------ Source extract ------

The Salvation Army in Indonesia begins earthquake response on Lombok
The Salvation Army in Indonesia is providing medical and other assistance to people affected by a series of earthquakes that hit the island of Lombok. While the current official death toll is 259 people, provincial officials and local media report that the final number may be closer to 350. According to the government, more than 1,400 people have been injured and at least 156,000 displaced. A 5.9-magnitude earthquake struck on July 29, followed by 7 and 5.9-magnitude quakes on Aug. 5 and 9.
An assessment team from The Salvation Army Indonesia Territorial Headquarters traveled to Lombok and focused on the area in and around the village of Gangga, in northwest Lombok, which is home to around 1,000 people. Residents said the Salvation Army team was the first to visit the area since the initial earthquake struck.
The team immediately distributed a small supply of rice, noodles, sugar and bottled water to the affected population, and The Salvation Army is now preparing a more substantial response.
Medical teams from Salvation Army hospitals in Surabaya, Turen and Semarang—none of which is far from Lombok—will provide healthcare assistance and services. Initially, two medical teams will be deployed, each made up of two doctors and four nurses working in rotation. This type of disaster often increases the risks of outbreaks of diarrhea and disease as well as the danger of malnutrition in children and other vulnerable people, so the medical teams will offer injury treatment, immunization, maternal and child healthcare services, nutrition services and health and hygiene promotion.
Specially trained staff within the team will also offer mental health care and trauma counseling. They will look in particular for evidence of trauma in children, who may exhibit signs of distress, grief, confusion and fear of being separated from family members.
In addition to medical support, The Salvation Army also plans to distribute nutritional support to children, clothing and hygiene items, drinking water and family food parcels.

------

- [What the task asks]: Rewrite the Lombok earthquake report starting at the words "The team immediately" and ending after "more substantial response.", changing "rice" to "flour".

------ Record extracts ------

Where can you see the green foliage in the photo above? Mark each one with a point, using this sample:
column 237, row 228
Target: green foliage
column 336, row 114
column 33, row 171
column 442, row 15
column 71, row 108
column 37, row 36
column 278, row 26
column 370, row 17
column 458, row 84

------

- [Solution]:
The team immediately distributed a small supply of flour, noodles, sugar and bottled water to the affected population, and The Salvation Army is now preparing a more substantial response.